>> BEGIN Dataset entries

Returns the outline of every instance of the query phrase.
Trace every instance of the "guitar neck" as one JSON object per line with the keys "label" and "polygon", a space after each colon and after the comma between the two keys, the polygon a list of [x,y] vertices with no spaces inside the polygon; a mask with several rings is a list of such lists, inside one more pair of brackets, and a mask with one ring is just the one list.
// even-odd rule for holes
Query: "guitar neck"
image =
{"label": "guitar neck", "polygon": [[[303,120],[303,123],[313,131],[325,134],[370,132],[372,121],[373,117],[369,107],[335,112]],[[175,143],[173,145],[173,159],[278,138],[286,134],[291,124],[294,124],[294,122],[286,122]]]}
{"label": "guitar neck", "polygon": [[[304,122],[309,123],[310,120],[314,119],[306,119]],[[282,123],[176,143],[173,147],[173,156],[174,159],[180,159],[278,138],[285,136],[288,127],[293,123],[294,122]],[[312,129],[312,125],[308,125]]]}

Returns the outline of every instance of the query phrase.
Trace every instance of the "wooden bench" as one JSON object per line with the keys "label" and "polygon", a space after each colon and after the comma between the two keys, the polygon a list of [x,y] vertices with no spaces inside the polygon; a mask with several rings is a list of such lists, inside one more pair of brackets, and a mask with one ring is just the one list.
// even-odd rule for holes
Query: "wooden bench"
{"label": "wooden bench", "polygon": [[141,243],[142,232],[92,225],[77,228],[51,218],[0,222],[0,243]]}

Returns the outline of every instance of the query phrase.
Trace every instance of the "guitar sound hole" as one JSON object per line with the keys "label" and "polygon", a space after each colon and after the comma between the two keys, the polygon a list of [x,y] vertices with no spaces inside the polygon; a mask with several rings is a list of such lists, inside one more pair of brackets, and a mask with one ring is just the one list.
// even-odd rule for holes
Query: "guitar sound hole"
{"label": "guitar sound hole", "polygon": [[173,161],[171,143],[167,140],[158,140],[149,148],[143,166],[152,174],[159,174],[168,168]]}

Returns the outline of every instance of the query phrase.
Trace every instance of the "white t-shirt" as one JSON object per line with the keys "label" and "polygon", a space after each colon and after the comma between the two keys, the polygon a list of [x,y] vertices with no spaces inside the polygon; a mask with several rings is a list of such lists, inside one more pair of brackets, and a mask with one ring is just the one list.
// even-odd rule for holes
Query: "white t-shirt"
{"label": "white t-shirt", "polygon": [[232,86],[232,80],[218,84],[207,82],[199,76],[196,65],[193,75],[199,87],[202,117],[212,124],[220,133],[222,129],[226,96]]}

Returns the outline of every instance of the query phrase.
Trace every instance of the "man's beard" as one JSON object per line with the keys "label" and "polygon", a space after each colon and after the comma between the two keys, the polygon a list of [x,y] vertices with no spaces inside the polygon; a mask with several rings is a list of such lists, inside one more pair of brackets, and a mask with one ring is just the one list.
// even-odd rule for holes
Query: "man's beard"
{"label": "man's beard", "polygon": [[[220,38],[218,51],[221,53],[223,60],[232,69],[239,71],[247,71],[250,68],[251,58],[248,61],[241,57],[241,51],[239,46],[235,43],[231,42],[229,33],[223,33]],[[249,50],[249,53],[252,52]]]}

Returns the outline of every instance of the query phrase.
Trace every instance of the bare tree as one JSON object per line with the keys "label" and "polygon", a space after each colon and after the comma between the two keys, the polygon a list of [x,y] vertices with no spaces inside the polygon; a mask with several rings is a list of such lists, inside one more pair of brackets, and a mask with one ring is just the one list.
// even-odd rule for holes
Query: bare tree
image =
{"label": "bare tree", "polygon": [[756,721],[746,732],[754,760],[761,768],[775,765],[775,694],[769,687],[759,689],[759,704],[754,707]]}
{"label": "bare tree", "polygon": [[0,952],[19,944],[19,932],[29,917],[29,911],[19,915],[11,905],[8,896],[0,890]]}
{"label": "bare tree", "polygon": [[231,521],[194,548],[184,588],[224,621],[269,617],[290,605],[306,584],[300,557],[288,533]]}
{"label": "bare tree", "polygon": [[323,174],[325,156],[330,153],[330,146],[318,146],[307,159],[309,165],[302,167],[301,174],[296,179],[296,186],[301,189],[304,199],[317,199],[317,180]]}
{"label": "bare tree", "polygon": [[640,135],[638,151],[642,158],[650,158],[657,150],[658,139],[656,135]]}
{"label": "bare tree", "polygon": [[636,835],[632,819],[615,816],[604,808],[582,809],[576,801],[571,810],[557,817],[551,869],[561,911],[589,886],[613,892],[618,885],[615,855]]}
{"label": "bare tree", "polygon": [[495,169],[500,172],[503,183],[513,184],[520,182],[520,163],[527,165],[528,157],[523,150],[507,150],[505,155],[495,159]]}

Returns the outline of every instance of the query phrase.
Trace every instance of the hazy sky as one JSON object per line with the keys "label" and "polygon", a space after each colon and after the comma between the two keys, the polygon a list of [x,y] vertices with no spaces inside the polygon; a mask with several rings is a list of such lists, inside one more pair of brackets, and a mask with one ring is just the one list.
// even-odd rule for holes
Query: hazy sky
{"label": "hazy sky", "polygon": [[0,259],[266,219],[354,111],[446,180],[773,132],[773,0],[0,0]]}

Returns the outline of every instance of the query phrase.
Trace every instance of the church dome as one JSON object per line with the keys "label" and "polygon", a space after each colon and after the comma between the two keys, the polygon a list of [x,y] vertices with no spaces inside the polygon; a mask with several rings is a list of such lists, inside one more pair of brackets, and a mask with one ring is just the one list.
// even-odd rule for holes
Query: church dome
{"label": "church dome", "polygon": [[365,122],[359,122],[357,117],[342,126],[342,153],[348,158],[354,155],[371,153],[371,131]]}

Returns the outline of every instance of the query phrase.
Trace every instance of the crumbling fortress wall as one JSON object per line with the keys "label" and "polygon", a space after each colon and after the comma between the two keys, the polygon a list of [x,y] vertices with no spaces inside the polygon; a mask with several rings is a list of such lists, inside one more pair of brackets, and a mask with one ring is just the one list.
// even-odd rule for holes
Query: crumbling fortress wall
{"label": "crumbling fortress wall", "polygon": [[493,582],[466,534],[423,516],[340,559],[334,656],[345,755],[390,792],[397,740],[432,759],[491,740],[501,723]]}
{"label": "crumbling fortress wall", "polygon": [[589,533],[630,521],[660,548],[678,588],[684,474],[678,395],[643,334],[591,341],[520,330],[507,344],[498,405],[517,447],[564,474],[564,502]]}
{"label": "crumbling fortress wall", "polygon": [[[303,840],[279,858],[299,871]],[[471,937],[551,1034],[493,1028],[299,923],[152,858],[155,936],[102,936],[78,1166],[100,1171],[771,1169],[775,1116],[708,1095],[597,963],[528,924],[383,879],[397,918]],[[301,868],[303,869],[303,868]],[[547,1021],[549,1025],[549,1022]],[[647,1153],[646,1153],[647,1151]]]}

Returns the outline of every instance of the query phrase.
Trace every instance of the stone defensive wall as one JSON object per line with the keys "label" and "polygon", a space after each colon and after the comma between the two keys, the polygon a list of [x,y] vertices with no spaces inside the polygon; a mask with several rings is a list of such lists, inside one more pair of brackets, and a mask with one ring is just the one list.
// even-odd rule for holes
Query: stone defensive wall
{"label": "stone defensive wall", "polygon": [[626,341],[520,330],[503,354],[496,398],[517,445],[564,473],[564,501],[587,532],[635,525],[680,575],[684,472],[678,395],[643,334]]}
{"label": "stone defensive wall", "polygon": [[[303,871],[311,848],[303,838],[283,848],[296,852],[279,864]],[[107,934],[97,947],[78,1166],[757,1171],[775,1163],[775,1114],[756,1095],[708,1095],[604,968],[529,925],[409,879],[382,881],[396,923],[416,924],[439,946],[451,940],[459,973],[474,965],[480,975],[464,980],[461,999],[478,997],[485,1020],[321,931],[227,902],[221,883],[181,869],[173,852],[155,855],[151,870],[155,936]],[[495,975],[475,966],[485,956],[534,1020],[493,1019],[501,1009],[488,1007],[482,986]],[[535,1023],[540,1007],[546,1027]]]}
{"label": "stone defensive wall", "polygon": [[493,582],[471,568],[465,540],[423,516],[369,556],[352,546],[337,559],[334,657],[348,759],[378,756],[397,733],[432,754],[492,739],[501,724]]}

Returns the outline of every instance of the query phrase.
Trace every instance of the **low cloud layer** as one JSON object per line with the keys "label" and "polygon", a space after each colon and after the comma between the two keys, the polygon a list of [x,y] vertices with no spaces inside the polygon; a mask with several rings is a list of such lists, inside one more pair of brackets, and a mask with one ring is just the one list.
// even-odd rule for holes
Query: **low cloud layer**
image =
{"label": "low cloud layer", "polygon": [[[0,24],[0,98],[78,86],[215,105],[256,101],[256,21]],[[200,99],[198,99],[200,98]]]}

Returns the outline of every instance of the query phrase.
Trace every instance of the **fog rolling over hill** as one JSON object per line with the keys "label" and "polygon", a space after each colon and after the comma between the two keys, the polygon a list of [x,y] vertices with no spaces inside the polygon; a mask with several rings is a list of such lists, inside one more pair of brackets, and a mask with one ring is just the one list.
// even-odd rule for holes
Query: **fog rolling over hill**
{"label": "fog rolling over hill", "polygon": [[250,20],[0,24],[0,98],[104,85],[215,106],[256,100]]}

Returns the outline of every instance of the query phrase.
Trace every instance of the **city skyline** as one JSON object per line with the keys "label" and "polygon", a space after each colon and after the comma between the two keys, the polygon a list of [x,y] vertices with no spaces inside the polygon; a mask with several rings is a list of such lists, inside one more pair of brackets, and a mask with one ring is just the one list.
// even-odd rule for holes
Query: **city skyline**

>> END Dataset entries

Exercise brief: Count the lines in the records that contain the word "sound", and reply with the number alone.

Solution for this problem: 3